*Text*
Toppa Top ’15: The 15 Best Caribbean Albums of 2015

15 14 13 12 11 10 9 8 7 6 5 4 3 2 1
December 23, 2015


2. R City – What Dreams Are Made Of
what_dreams_are_made_of

When R City broke big this summer with their radio-killing, Top 10-charting Adam Levine collaboration “Locked Away,” it would have been fair to expect a very pop-oriented set from their debut album, What Dreams Are Made Of. The Virgin Islands duo had signed to pop kingpin Dr. Luke’s Kemosabe label, and their previous efforts to release albums in the major-label system had all been shelved, presumably for lack commercial appeal. They could have just beat that “Locked Away formula to death, won over some more suburban housewives, and been on their way.

*Raw data*
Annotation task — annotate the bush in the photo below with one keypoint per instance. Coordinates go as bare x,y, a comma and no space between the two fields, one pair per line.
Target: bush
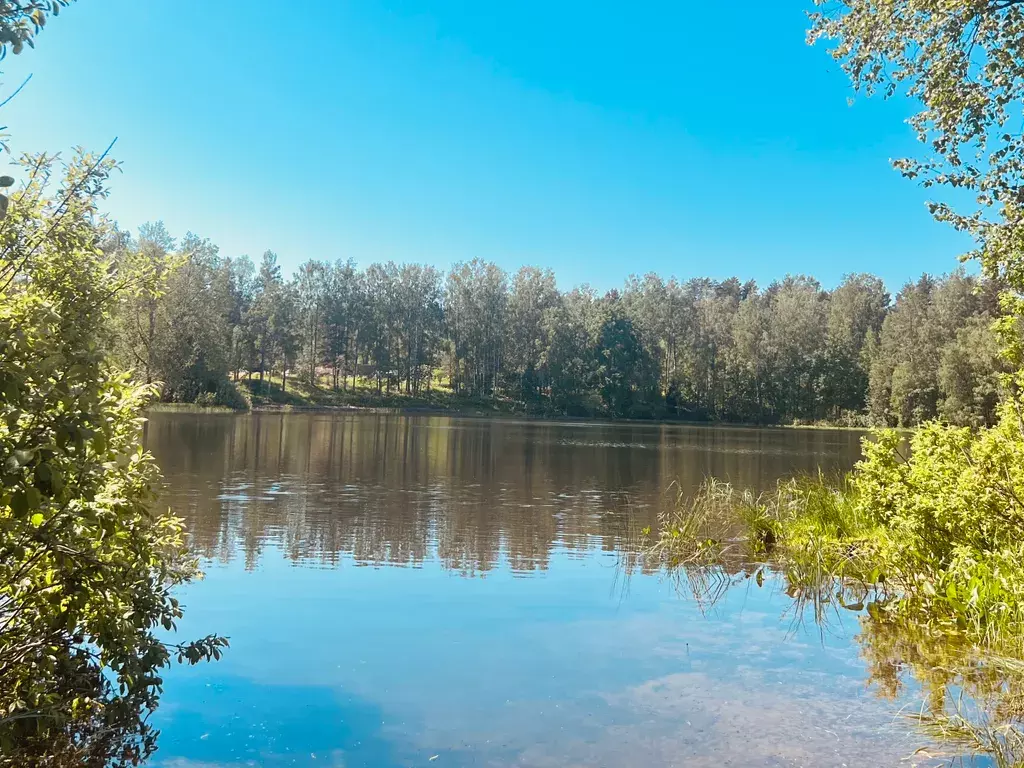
87,564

*Stated task*
Please reproduce the full R City album review word for word.

*Response below*
Toppa Top ’15: The 15 Best Caribbean Albums of 2015

15 14 13 12 11 10 9 8 7 6 5 4 3 2 1
December 23, 2015


2. R City – What Dreams Are Made Of
what_dreams_are_made_of

When R City broke big this summer with their radio-killing, Top 10-charting Adam Levine collaboration “Locked Away,” it would have been fair to expect a very pop-oriented set from their debut album, What Dreams Are Made Of. The Virgin Islands duo had signed to pop kingpin Dr. Luke’s Kemosabe label, and their previous efforts to release albums in the major-label system had all been shelved, presumably for lack commercial appeal. They could have just beat that “Locked Away formula to death, won over some more suburban housewives, and been on their way.